Referring expression data
★ ★ ★ ★

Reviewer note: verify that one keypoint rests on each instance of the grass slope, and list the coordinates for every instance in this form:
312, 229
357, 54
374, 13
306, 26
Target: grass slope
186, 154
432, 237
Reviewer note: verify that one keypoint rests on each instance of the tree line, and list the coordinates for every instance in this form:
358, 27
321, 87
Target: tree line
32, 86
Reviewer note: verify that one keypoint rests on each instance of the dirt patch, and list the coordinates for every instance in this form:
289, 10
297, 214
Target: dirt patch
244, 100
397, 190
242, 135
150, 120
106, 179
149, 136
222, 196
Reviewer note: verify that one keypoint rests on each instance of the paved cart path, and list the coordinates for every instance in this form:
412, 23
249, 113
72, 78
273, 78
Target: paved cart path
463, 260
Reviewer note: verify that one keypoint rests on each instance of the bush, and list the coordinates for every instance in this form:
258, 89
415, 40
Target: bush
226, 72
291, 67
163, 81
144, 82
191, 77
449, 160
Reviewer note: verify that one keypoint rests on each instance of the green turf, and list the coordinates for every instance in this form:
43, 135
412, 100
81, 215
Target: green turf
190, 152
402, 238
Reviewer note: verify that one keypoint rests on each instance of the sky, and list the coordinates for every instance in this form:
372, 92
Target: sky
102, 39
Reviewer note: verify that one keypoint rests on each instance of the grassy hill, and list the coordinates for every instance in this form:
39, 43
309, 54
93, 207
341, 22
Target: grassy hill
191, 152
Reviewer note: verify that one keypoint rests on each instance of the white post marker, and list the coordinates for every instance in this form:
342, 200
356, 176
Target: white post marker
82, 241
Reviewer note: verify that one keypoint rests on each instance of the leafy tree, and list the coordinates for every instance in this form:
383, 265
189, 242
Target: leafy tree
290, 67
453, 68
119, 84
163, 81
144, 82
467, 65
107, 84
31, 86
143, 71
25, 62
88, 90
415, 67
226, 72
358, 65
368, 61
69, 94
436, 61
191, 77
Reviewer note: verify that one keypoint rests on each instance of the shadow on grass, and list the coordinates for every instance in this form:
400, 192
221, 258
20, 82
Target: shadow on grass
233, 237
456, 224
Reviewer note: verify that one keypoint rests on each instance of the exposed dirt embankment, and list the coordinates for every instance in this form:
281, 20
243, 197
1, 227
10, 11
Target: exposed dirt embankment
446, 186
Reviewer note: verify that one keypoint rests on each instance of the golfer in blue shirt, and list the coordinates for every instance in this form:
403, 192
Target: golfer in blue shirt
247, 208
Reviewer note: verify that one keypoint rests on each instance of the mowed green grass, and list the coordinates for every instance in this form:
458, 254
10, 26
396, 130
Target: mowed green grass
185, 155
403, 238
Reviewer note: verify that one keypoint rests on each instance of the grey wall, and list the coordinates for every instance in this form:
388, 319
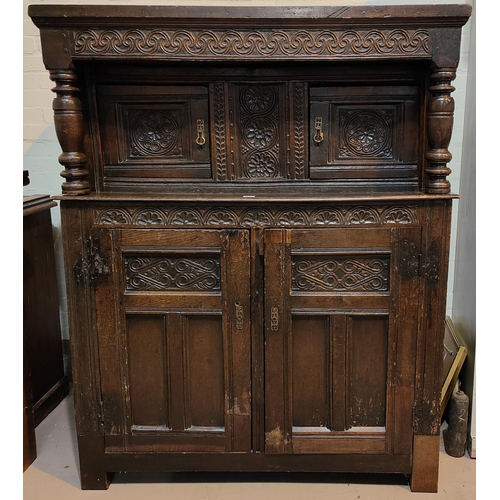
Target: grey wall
464, 292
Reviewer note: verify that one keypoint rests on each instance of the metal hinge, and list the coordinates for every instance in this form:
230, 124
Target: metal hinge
92, 264
101, 411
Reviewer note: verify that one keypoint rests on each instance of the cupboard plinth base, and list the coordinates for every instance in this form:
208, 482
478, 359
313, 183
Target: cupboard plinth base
425, 470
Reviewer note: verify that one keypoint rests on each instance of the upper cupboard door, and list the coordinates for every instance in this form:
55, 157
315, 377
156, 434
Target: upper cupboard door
341, 328
173, 325
365, 134
153, 132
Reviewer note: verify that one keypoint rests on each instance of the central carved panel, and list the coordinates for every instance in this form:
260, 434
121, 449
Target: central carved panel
172, 273
366, 133
356, 274
155, 133
258, 140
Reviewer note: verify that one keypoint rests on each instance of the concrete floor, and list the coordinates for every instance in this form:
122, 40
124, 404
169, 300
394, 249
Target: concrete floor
54, 475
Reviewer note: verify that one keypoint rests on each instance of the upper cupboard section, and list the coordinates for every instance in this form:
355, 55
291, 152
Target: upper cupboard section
344, 127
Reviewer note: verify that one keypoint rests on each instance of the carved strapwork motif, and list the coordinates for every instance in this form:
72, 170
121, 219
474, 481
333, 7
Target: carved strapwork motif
356, 274
366, 134
68, 122
220, 136
171, 273
439, 128
258, 145
299, 133
256, 216
155, 133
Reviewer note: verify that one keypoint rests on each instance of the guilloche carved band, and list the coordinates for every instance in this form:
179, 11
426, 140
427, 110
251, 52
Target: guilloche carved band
271, 43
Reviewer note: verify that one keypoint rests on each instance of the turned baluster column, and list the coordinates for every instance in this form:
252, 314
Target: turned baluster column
68, 121
439, 127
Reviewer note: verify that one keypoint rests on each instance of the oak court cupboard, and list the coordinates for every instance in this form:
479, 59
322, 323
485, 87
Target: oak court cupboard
256, 217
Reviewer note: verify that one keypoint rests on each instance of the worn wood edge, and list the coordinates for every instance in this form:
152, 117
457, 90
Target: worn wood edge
70, 15
425, 465
274, 198
50, 399
37, 203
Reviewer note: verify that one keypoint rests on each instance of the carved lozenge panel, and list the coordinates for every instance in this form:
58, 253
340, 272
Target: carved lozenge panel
340, 274
258, 135
150, 273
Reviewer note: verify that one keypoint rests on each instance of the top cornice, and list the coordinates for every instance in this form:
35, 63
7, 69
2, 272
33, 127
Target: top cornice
188, 33
66, 16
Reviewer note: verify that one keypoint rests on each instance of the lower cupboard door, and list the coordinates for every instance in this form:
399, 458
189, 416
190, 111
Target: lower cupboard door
173, 332
340, 330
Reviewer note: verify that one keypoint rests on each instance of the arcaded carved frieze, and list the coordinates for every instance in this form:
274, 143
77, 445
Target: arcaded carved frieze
188, 216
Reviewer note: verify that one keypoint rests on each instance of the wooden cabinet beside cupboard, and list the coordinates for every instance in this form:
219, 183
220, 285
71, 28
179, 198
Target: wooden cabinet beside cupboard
256, 219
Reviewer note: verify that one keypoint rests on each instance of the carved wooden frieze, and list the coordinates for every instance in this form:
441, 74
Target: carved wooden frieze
250, 43
245, 216
356, 274
145, 273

★ ★ ★ ★

Task directions —
Repeat the entries above exactly as written, but not their pictures.

Solution below —
Reviewer note: verify that one keypoint rests on each instance of the grass slope, and list the coordinates for every instance in this form:
312, 229
357, 54
374, 13
306, 26
Target: grass slope
186, 154
432, 237
Reviewer note: verify that one keypoint rests on each instance of the tree line, and list the coordinates for every instance in this form:
358, 27
321, 87
Target: tree line
32, 86
Reviewer note: verify that one keypoint rests on each instance of the dirt patch, and list the coordinates for every instance in this form:
289, 10
297, 214
Target: dirt patch
244, 100
397, 190
242, 135
150, 120
106, 179
149, 136
222, 196
Reviewer note: verify that one keypoint rests on each instance of the paved cart path, and list the coordinates for every instance in this form:
412, 23
249, 113
72, 78
273, 78
Target: paved cart path
463, 260
Reviewer note: verify that one keypoint rests on each instance of the bush, and list the coordinates for every instance in this form:
258, 89
415, 40
Target: bush
226, 72
291, 67
163, 81
144, 82
191, 77
449, 160
Reviewer note: verify that one keypoint rests on each instance of the green turf, and list the coordinates for every instance in this form:
43, 135
412, 100
81, 215
Target: green turf
190, 152
402, 238
Reviewer note: verify that one keypoint rests on each instance of the sky, and list the coordinates for every instance in this form:
372, 92
Target: sky
102, 39
Reviewer note: verify that one keypoint rests on each instance of the grassy hill, and list the coordinates for every instance in this form:
39, 43
309, 54
93, 207
341, 22
Target: grassy hill
191, 152
Reviewer note: verify that one keypoint rests on each instance of the white post marker, and list the coordinates for every instance in this form:
342, 200
356, 176
Target: white post marker
82, 241
Reviewer note: verify that one keypoint rests on each instance of the leafy tree, and list the coordinates for every instance in this form:
383, 265
189, 242
Target: leafy tree
290, 67
453, 68
119, 84
163, 81
144, 82
467, 65
107, 84
31, 86
143, 71
25, 62
88, 90
415, 67
226, 72
358, 65
368, 61
69, 94
436, 61
191, 77
Reviewer note: verify that one keypoint rests on each instance of the shadow on grass, and list the coordinates for every instance in this form:
400, 192
221, 258
20, 82
Target: shadow on grass
233, 237
456, 224
Reviewer note: verify that one keypoint rests on each instance of the exposed dirt embankment, and list the coordinates for every instance in this form:
281, 20
243, 197
1, 227
10, 11
Target: exposed dirt embankment
446, 186
Reviewer note: verify that one keypoint rests on each instance of the golfer in blue shirt, and list the coordinates for every instance in this form:
403, 192
Target: golfer in blue shirt
247, 208
Reviewer note: verify that one keypoint rests on each instance of the mowed green grass, and list the coordinates for every instance in this form:
458, 254
10, 26
396, 130
Target: mowed green grass
185, 155
403, 238
Reviewer note: verify that one keypoint rests on each instance of the grey wall, and list the coordinates for every instance in this form:
388, 319
Target: grey wall
464, 292
Reviewer note: verify that one keypoint rests on each instance of the metal hinge, and list the coordinates for every instance in this form:
230, 124
Target: metal hinge
92, 264
101, 411
Reviewer note: verify that one keypoint rests on each instance of the cupboard plinth base, and list the coordinates for every instance in this form:
208, 482
478, 359
313, 183
Target: cupboard plinth base
425, 470
Reviewer note: verify that one keypoint rests on each instance of the upper cupboard door, and list the coordinates for every instance in this form:
55, 157
315, 377
156, 434
Target: upper cupboard door
341, 328
173, 325
365, 134
153, 132
Reviewer note: verify that one keypoint rests on each instance of the central carved panel, and list the coordinates for every instance in this form:
260, 434
121, 449
Target: central carved panel
172, 273
366, 133
356, 274
155, 133
258, 140
Reviewer note: verify that one keypoint rests on each instance of the concrete floor, and list the coordinates for every instance in this form:
122, 40
124, 404
169, 300
394, 249
Target: concrete floor
54, 475
Reviewer note: verify that one keypoint rests on each instance of the upper cupboard section, and list the coordinates for every instance in this form:
355, 55
291, 152
Target: upper cupboard section
344, 127
Reviewer note: verify that one keypoint rests on each instance of the carved strapwork motif, and list the coordinates for every instance in this form:
72, 170
121, 219
474, 481
333, 7
Target: carved strapwork motif
356, 274
366, 134
68, 122
220, 136
171, 273
439, 128
258, 145
299, 133
256, 216
155, 133
Reviewer note: verify that one keypoint rests on each instance of the guilloche carved band, and list the coordinates for every instance in this form:
179, 11
426, 140
427, 110
251, 52
Target: guilloche carved band
271, 43
Reviewer note: verify that one keypoint rests on each instance of the turned baluster column, and list the coordinates for every instance in this form:
252, 314
Target: turned baluster column
68, 121
439, 127
Reviewer note: verify that one keypoint rests on each instance of the oak court cupboard, and list the coordinates for every instance in this form:
479, 59
322, 323
485, 87
Target: oak court cupboard
256, 217
Reviewer note: verify that one keypoint rests on each instance of the worn wood edge, and list the coordinates for every instance in this form:
152, 117
457, 90
Target: worn wood edge
70, 15
425, 465
274, 198
50, 399
37, 203
Reviewer note: verify that one keypoint rests on each instance of the carved lozenge panel, and list the coordinates for every instance in this form:
58, 253
340, 272
Target: carved lozenge panel
340, 274
258, 135
150, 273
Reviewer note: verify that one keypoint rests on each instance of the top cornice, and list the coordinates for every instance in this form:
35, 63
7, 69
2, 272
33, 127
Target: top cornice
188, 33
66, 16
Reviewer note: verify that one keypoint rests on each instance of the lower cupboard door, and list the coordinates for every instance in this form:
399, 458
189, 416
190, 111
Target: lower cupboard door
173, 332
340, 330
Reviewer note: verify that one keypoint rests on each instance of the arcaded carved frieze, and list the coordinates for every instance in this form:
274, 143
77, 445
Target: arcaded carved frieze
188, 216
Reviewer note: verify that one keypoint rests on each instance of the wooden cabinet beside cupboard, and list the coordinates for every instance in this form:
219, 183
220, 285
71, 28
179, 198
Target: wooden cabinet beside cupboard
256, 219
Reviewer note: verify that one keypoint rests on each instance of the carved wooden frieze, and list the coordinates for every instance in this form:
441, 74
Target: carved wooden frieze
250, 43
245, 216
356, 274
145, 273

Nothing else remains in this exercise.